ROWS:
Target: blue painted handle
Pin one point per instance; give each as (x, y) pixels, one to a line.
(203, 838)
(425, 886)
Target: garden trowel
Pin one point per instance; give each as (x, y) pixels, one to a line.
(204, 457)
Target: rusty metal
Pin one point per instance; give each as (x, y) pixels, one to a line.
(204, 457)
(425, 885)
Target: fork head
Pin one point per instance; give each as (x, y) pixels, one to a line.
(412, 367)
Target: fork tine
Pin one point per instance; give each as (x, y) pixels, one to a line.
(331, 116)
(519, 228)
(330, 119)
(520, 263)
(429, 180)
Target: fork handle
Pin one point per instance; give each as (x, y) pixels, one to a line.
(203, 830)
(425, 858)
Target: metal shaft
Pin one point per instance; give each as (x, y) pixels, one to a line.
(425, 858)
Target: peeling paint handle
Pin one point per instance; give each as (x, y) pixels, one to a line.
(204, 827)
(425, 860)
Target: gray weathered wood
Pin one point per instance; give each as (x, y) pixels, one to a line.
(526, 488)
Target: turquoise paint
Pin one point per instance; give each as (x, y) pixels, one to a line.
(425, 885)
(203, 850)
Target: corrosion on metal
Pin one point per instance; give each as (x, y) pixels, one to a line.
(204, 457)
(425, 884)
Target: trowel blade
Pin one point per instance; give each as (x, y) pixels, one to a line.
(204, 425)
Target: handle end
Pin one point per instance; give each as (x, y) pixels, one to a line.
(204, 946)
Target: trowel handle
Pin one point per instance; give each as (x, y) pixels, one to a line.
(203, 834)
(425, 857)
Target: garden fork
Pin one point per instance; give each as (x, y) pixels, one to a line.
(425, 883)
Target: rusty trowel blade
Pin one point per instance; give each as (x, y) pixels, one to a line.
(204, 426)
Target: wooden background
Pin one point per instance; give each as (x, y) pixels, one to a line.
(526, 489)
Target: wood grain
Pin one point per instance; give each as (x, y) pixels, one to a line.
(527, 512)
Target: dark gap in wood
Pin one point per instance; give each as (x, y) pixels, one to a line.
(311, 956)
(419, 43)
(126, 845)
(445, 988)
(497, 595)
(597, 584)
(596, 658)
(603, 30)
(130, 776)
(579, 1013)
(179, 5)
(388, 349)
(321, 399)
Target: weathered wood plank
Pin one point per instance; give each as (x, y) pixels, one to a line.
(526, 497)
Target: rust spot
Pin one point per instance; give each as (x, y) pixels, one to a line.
* * *
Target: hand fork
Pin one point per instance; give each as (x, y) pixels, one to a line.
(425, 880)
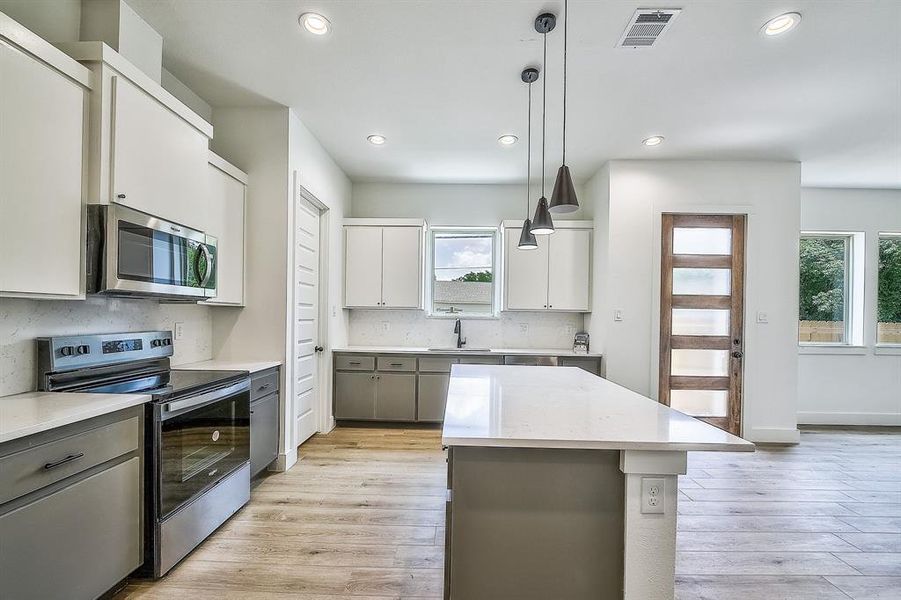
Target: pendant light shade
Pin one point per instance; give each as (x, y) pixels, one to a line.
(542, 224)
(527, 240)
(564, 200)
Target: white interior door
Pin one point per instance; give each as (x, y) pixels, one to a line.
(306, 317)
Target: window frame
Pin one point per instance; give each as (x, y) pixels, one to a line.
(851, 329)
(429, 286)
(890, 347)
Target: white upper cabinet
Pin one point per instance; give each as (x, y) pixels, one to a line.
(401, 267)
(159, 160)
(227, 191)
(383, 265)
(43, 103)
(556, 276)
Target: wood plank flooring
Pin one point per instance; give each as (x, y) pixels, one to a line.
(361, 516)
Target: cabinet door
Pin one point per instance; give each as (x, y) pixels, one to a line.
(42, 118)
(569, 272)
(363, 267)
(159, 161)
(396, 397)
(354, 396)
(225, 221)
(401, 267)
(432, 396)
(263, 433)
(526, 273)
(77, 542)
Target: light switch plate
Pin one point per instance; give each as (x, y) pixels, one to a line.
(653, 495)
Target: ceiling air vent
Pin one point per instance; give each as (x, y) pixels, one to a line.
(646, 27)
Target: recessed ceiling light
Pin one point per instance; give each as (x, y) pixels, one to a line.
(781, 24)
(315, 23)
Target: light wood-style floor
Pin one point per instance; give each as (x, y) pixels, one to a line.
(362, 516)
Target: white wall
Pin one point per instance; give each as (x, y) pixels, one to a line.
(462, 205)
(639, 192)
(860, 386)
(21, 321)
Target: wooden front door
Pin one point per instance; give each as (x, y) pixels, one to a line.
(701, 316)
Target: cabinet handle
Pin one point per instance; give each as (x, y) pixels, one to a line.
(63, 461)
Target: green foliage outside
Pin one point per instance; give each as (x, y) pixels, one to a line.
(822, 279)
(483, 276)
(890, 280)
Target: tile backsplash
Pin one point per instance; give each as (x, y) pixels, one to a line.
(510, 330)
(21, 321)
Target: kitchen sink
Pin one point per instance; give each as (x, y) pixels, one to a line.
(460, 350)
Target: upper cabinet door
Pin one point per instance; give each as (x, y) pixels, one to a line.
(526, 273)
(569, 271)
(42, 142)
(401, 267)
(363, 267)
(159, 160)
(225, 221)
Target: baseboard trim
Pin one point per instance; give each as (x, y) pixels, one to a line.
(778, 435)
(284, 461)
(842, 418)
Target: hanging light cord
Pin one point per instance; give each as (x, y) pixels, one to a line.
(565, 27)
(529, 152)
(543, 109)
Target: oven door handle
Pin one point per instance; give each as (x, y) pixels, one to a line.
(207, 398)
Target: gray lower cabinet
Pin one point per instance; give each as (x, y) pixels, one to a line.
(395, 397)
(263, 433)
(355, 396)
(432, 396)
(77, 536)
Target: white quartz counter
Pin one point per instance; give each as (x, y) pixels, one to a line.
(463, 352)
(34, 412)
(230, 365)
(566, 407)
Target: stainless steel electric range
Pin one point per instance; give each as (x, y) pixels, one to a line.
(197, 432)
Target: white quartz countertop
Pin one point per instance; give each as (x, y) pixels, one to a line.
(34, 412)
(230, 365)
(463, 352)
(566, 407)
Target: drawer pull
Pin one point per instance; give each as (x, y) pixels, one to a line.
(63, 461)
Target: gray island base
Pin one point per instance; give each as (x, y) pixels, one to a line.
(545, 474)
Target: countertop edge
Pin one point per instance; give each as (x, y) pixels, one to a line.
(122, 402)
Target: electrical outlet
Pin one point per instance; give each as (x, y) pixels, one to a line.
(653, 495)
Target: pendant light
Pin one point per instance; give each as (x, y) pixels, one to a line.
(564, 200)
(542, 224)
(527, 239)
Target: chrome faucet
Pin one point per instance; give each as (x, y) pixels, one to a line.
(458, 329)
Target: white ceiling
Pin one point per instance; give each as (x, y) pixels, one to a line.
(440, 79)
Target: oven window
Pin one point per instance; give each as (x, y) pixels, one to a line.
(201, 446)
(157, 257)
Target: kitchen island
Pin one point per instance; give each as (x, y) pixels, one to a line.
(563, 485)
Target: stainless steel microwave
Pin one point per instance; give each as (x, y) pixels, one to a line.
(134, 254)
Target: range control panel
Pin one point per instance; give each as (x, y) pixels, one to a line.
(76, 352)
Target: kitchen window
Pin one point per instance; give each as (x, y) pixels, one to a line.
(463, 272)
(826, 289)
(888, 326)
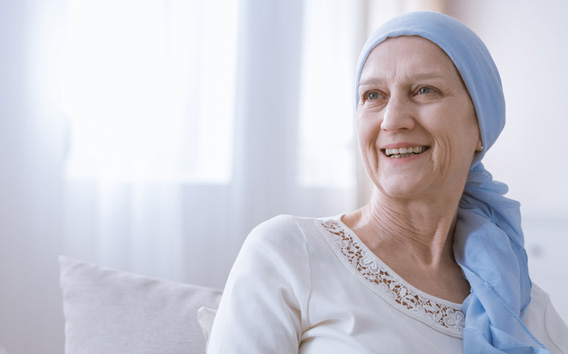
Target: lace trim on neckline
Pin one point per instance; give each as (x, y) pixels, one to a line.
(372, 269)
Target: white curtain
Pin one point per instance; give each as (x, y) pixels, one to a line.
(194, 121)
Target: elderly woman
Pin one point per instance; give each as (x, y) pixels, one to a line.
--
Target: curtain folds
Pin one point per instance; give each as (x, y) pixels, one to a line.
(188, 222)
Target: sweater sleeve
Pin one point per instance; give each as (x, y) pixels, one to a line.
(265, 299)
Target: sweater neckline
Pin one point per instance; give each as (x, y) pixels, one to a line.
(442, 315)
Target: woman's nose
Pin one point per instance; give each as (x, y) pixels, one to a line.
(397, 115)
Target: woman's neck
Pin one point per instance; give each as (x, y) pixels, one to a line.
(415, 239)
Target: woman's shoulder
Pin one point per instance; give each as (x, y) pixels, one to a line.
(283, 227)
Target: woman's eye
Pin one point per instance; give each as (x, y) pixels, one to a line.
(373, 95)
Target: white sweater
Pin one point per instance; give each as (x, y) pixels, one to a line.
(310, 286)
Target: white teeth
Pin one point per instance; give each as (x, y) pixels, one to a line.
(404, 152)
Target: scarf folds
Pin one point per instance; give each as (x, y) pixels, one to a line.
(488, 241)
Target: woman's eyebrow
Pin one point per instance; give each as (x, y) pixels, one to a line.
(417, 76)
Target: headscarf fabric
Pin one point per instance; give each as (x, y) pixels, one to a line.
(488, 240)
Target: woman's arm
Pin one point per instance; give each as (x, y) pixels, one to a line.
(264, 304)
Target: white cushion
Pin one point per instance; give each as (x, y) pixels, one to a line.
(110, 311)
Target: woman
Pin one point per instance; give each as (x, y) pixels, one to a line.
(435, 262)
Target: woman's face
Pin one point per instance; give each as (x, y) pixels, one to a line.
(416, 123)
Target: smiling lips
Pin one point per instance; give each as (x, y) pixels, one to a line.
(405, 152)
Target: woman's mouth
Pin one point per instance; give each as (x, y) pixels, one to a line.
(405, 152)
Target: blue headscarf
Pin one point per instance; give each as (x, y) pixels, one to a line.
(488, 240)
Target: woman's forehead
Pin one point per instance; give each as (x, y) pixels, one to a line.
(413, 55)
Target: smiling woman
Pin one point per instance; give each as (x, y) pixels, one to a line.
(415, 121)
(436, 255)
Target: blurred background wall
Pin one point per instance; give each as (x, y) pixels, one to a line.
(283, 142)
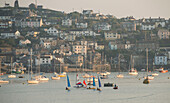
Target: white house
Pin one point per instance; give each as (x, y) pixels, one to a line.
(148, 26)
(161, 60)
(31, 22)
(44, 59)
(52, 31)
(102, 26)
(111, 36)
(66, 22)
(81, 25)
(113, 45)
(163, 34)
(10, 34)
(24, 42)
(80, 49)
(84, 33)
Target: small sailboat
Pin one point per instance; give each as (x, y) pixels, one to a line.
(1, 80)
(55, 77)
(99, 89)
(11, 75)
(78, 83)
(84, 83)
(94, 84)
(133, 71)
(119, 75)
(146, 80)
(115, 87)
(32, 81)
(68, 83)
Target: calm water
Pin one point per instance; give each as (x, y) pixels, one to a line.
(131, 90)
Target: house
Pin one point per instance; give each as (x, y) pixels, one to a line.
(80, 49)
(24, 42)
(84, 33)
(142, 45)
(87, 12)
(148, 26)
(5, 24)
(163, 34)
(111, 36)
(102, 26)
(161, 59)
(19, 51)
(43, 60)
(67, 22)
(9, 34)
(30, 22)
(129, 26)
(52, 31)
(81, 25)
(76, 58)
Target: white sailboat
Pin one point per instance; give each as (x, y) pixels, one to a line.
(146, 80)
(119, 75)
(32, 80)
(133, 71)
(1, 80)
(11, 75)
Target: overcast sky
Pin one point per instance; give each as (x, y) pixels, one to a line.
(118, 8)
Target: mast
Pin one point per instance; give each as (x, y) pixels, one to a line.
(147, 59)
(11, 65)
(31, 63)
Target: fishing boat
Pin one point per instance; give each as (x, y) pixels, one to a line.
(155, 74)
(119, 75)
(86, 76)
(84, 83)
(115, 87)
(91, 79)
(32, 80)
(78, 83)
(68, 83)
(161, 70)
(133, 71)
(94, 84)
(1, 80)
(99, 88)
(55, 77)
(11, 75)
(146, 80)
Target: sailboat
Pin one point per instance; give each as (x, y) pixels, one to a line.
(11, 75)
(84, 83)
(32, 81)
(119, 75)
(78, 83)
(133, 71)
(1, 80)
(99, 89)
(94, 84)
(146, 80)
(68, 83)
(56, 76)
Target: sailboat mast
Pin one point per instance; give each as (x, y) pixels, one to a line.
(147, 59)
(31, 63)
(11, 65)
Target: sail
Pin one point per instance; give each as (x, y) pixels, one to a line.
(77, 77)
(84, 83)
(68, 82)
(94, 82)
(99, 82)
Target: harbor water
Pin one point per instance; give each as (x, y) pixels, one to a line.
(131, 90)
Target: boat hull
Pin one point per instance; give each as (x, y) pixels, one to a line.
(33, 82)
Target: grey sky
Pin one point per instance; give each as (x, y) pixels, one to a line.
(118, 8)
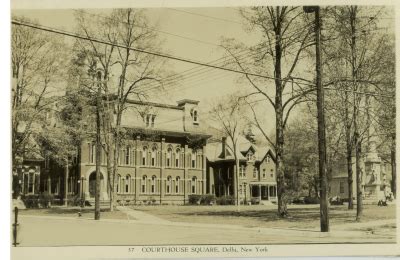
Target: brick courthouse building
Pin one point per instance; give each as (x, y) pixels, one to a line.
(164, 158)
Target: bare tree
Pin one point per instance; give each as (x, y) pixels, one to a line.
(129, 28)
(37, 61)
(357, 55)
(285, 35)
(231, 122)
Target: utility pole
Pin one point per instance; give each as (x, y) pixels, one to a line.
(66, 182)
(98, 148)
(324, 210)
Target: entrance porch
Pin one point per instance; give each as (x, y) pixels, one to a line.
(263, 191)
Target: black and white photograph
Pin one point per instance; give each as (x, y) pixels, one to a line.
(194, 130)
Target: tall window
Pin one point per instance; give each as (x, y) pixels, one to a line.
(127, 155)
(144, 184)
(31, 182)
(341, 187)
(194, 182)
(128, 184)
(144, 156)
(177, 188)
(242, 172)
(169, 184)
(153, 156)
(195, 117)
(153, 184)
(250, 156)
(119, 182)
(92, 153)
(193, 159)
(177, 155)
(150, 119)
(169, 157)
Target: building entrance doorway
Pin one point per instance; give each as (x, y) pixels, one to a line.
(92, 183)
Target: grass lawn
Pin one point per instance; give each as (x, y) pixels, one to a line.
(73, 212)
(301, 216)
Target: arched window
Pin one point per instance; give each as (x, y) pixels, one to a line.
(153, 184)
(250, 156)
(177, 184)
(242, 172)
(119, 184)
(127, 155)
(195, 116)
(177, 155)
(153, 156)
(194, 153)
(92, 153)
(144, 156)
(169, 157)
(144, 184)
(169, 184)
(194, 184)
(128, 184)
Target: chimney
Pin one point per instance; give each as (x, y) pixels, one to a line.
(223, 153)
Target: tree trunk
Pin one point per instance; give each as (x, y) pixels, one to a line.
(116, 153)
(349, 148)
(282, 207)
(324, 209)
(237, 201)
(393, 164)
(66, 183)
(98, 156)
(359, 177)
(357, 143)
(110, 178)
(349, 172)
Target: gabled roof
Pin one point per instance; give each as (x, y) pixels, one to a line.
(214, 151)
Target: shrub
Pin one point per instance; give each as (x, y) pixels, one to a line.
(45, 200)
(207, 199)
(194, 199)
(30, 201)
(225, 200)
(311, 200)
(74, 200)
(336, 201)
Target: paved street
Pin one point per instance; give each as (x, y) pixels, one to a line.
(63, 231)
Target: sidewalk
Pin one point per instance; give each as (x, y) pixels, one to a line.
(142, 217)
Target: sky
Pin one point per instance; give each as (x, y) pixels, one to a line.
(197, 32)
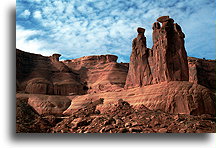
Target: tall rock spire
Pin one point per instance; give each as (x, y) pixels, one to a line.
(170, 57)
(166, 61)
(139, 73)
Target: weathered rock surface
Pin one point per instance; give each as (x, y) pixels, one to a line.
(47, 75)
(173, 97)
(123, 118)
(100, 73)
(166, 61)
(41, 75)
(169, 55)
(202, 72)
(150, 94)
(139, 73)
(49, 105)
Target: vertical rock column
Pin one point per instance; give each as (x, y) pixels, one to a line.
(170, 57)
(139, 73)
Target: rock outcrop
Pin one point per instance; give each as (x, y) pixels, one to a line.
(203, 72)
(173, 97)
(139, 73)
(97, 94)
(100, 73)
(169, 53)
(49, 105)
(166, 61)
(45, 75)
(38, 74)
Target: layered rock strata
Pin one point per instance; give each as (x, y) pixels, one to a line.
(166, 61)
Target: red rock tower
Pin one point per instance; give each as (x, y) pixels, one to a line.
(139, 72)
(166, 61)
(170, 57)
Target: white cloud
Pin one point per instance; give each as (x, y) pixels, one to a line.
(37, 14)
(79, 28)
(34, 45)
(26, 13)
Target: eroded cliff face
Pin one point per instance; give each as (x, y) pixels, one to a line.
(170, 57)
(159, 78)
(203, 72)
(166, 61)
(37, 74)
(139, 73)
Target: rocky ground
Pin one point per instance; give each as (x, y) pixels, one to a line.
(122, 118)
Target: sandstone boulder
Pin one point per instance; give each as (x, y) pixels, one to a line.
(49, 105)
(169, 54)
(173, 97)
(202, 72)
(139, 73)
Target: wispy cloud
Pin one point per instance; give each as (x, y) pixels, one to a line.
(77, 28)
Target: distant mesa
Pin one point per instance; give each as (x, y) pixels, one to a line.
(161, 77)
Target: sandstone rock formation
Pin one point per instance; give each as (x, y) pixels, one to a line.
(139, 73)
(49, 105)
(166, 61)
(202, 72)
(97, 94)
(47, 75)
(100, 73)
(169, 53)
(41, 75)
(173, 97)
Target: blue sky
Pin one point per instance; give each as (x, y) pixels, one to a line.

WRITTEN TASK: Which lines of the data contain the word "metal"? Collect every one, copied in full, and treat uppercase and lowercase as different.

CORRECT RESPONSE:
Target: rusty metal
Target: metal shaft
Target: corrosion on metal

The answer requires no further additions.